Start of Exercise text
In my new book, Teaching Kids How to Eat Well: A Series of Healthful Eating Tip Sheets for Kids and Teens A Parent’s Guide, I talk about helping kids to eat well and how it is a process, well it can also be a process for parents to eat well too.
Before you can help your child eat well you must help yourself eat well. Take a serious look at your diet; are you eating more fruits and vegetables, whole grains and lean proteins? Are you paying attention to serving sizes and do you stop eating when you feel full?
If not, keep these two things in mind on your quest to healthy eating.
Set Yourself Up for Success
If you want to succeed with eating well you should start slow and make changes to your eating habits over time. If you try to go cold turkey and make changes to your diet overnight you are setting yourself up for failure, its just not realistic or smart. When you try to change everything at once you will be more tempted to give up on healthy eating. Make small steps instead, like adding a leafy green salad to your diet once a day or drinking eight ounces of water with every meal. As these small steps become a habit, you can continue to add more healthy choices to your diet.
Moderation is Key
People often think that healthy eating means you must give up your favorite foods; it’s an all or nothing situation. This is far from the truth; the key to healthy eating is moderation. More specifically, it means eating less processed foods and more whole foods, real food. If you have a preference for sweet, salty, or fatty foods, start by reducing the amount you consume (portion size) and how often you eat them. The hope is that in time you may find yourself craving such foods less and thinking of them as occasional indulgences.
If you have decided that now is the time for you to start eating healthier, well done! Making that decision is an important step in becoming a healthier person. Another important step is developing a healthy eating plan. A healthy eating plan should present you with an opportunity everyday to make healthy eating choices by providing you with a variety of nutritious foods, including fresh fruits and vegetables, 100 percent whole grains, lean proteins and healthy fats.
At the same time, your healthy eating plan should consists of foods low in saturated fats, trans fats, cholesterol, sodium and added sugars. It should allow you to stay within your pre-determined caloric needs and help you maintain a healthy weight.
End of Exercise text
_Task instructions_.
a - Say whether each statement agrees with the healthy eating text. Answer yes or no, and quote the exact words from the text that decide it.
(i) The text advises changing your whole diet overnight.
(ii) The text says healthy eating means giving up your favorite foods.
(iii) The text says a healthy eating plan should help you maintain a healthy weight.
b - Extend the healthy eating text, starting right after its last sentence.
Start of Dataset content
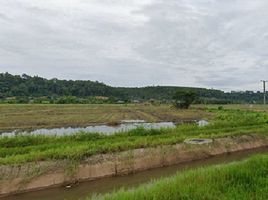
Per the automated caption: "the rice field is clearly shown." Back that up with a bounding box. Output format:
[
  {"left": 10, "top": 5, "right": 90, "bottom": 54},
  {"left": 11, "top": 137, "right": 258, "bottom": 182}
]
[
  {"left": 0, "top": 109, "right": 268, "bottom": 165},
  {"left": 0, "top": 104, "right": 213, "bottom": 132}
]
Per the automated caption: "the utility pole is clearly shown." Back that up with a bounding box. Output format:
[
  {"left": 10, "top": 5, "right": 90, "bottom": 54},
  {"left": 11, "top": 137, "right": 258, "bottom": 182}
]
[{"left": 261, "top": 80, "right": 267, "bottom": 105}]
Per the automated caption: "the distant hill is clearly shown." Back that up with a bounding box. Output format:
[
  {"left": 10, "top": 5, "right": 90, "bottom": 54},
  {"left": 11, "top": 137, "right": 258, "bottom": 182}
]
[{"left": 0, "top": 73, "right": 262, "bottom": 103}]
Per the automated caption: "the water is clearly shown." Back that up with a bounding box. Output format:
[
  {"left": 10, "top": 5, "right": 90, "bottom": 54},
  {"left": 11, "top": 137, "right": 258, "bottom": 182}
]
[
  {"left": 0, "top": 120, "right": 208, "bottom": 136},
  {"left": 0, "top": 147, "right": 268, "bottom": 200}
]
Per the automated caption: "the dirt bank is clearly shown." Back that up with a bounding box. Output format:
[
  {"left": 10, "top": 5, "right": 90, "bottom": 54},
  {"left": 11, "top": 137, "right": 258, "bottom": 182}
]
[{"left": 0, "top": 135, "right": 268, "bottom": 196}]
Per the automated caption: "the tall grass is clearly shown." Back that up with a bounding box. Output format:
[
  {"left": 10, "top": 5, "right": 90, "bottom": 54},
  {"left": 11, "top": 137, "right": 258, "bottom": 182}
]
[
  {"left": 0, "top": 110, "right": 268, "bottom": 165},
  {"left": 88, "top": 155, "right": 268, "bottom": 200}
]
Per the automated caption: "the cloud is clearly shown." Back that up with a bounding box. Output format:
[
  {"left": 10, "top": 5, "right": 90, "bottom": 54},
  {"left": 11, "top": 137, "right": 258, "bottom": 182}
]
[{"left": 0, "top": 0, "right": 268, "bottom": 90}]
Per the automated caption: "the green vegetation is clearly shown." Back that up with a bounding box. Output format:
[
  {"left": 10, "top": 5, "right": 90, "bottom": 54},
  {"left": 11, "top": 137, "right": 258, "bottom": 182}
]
[
  {"left": 0, "top": 104, "right": 213, "bottom": 131},
  {"left": 173, "top": 91, "right": 197, "bottom": 109},
  {"left": 0, "top": 109, "right": 268, "bottom": 165},
  {"left": 0, "top": 73, "right": 263, "bottom": 104},
  {"left": 90, "top": 155, "right": 268, "bottom": 200}
]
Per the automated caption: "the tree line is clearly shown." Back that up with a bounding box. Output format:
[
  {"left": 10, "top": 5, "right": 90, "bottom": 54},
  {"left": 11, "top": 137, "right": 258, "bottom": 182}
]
[{"left": 0, "top": 73, "right": 263, "bottom": 104}]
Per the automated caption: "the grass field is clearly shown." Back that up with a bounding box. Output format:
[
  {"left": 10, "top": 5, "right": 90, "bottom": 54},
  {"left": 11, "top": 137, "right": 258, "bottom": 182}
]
[
  {"left": 0, "top": 109, "right": 268, "bottom": 165},
  {"left": 88, "top": 155, "right": 268, "bottom": 200},
  {"left": 0, "top": 104, "right": 212, "bottom": 132}
]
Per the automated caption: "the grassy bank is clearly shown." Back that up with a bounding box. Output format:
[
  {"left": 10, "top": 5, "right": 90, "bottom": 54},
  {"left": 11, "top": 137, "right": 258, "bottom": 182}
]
[
  {"left": 0, "top": 104, "right": 212, "bottom": 131},
  {"left": 0, "top": 110, "right": 268, "bottom": 165},
  {"left": 88, "top": 155, "right": 268, "bottom": 200}
]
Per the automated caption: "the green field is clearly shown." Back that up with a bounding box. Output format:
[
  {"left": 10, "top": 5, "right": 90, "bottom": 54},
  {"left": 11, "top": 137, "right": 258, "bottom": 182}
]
[
  {"left": 88, "top": 155, "right": 268, "bottom": 200},
  {"left": 0, "top": 104, "right": 212, "bottom": 131},
  {"left": 0, "top": 109, "right": 268, "bottom": 165}
]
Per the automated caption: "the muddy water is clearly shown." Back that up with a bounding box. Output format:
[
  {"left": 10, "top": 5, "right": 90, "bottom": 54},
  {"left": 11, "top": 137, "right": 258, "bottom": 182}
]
[
  {"left": 0, "top": 120, "right": 208, "bottom": 136},
  {"left": 3, "top": 147, "right": 268, "bottom": 200},
  {"left": 0, "top": 122, "right": 176, "bottom": 136}
]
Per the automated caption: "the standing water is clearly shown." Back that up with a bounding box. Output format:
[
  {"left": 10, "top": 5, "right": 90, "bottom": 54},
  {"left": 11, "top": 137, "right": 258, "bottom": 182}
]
[
  {"left": 0, "top": 120, "right": 208, "bottom": 136},
  {"left": 0, "top": 147, "right": 268, "bottom": 200}
]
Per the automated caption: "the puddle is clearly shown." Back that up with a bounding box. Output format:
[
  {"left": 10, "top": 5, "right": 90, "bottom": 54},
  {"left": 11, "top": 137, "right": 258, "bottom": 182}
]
[{"left": 0, "top": 120, "right": 208, "bottom": 137}]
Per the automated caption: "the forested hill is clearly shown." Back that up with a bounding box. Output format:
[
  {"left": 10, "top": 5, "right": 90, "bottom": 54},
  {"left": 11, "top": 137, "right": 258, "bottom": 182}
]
[{"left": 0, "top": 73, "right": 262, "bottom": 103}]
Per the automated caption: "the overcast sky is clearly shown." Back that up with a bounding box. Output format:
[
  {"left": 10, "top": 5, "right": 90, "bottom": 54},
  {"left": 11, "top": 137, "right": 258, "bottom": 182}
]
[{"left": 0, "top": 0, "right": 268, "bottom": 90}]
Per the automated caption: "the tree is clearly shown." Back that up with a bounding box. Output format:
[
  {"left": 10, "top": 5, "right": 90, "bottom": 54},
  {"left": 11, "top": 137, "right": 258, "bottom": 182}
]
[{"left": 173, "top": 91, "right": 197, "bottom": 109}]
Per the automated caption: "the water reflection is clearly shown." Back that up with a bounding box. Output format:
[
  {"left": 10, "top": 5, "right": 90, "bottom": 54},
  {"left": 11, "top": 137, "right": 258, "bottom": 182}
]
[{"left": 1, "top": 120, "right": 208, "bottom": 136}]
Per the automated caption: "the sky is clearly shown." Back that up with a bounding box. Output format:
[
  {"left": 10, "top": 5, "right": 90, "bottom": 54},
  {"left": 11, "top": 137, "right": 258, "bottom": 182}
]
[{"left": 0, "top": 0, "right": 268, "bottom": 91}]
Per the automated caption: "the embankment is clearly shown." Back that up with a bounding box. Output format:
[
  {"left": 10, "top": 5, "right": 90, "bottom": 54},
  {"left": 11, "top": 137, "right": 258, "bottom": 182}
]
[{"left": 0, "top": 134, "right": 268, "bottom": 196}]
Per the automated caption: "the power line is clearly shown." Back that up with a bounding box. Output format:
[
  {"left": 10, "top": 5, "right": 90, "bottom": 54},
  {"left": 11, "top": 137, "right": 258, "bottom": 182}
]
[{"left": 261, "top": 80, "right": 267, "bottom": 105}]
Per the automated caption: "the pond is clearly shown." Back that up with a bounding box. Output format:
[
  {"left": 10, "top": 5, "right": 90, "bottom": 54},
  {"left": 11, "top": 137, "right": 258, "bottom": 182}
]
[{"left": 0, "top": 120, "right": 206, "bottom": 136}]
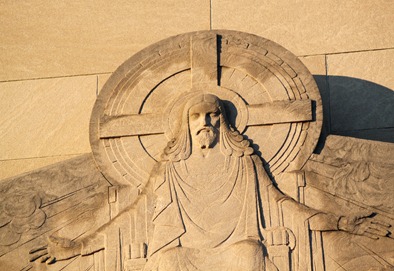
End of Dataset content
_Your written answers_.
a -
(i) No: "If you try to go cold turkey and make changes to your diet overnight you are setting yourself up for failure"
(ii) No: "This is far from the truth; the key to healthy eating is moderation."
(iii) Yes: "help you maintain a healthy weight"

b -
Your healthy eating plan must be one that you enjoy not something you dislike or complain about. If the foods you eat always have you thinking about the foods you cannot eat, try refocusing on all the delicious new foods you can eat and the potential health benefits, says the Center for Disease Control and Prevention.
Remember that healthy eating is all about balance. Your healthy eating plan must have a place for your favorite foods. The key is eating them only once in a while and balancing them out with healthier foods choices and more physical activity.
The CDC offers these useful tips about balancing your favorite foods:
- Eat them less often. If you normally consume these foods every day, cut back to once a week or once a month. You’ll be cutting your calories because you’re not having the food as often, which can help with weight loss and weight management.
- Try eating smaller amounts. If your favorite higher calorie food is a chocolate bar, have a smaller size or only half a bar. Be careful! This technique calls for a lot of will power and works well for some people, but others may find it is too tempting to have their favorite food available, even in smaller amounts.
Consistently making healthy eating choices is essential to a successful and sustainable healthy eating plan. Staying positive, focusing on all of the food you can have and making the same healthful eating choices time after time can lead to developing better eating habits and a healthier you.